Given request
Please pull out every line of the records below that contains the word "white" and copy each one in full. Case counts.

The records
--------------------

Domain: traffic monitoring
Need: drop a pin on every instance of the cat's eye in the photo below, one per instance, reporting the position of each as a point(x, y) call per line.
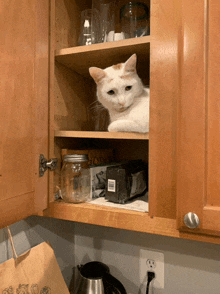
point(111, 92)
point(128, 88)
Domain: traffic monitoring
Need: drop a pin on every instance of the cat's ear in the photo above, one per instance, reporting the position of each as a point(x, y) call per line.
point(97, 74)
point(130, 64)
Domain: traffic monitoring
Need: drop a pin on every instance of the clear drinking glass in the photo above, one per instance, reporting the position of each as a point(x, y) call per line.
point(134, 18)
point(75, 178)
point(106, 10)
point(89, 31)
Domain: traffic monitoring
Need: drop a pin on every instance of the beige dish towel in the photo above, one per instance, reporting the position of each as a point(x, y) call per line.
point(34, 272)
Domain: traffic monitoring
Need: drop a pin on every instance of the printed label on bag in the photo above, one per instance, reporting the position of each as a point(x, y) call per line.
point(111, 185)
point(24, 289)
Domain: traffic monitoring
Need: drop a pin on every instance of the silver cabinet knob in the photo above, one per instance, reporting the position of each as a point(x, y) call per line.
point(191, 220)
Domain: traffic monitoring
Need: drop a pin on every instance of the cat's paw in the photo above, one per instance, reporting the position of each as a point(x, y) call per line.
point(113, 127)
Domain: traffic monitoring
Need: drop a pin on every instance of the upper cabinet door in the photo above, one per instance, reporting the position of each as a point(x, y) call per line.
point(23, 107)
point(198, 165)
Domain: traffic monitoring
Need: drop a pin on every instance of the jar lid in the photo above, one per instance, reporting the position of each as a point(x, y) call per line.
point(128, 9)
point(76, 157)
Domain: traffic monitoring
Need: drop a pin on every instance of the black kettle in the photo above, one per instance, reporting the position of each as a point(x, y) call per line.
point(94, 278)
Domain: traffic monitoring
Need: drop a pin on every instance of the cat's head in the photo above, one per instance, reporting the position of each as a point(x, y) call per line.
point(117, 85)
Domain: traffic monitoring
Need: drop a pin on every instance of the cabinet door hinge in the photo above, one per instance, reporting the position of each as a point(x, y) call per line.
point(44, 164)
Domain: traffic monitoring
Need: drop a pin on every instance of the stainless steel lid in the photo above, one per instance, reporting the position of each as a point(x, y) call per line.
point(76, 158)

--------------------

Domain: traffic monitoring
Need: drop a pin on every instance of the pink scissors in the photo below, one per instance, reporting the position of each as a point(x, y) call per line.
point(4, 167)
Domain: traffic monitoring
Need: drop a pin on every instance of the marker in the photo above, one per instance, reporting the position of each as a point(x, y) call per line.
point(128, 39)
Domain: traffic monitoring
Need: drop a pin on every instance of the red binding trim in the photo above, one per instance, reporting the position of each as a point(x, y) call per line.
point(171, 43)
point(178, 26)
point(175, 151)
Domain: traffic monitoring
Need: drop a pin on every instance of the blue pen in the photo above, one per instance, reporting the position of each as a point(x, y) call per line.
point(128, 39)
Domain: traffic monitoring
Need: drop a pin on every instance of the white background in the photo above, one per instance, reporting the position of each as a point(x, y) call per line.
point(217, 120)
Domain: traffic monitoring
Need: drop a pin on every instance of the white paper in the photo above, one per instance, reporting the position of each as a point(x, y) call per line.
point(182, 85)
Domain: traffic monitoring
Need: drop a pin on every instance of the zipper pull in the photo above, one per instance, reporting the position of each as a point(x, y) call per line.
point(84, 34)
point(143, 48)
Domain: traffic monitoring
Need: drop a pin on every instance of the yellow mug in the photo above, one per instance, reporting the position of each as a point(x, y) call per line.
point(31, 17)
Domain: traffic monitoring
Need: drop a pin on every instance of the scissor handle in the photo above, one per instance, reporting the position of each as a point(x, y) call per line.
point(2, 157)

--------------------

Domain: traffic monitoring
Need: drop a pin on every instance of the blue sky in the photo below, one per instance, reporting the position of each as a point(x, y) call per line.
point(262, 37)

--------------------

Answer to the task
Need: drop a pin on every instance of the white background in the photo above, one per instance, reporting the position of each as a point(x, y) call per line.
Need: drop a pin on every instance of the white paper in the photo above, one per instance, reporting the position of each as a point(x, y) call per line.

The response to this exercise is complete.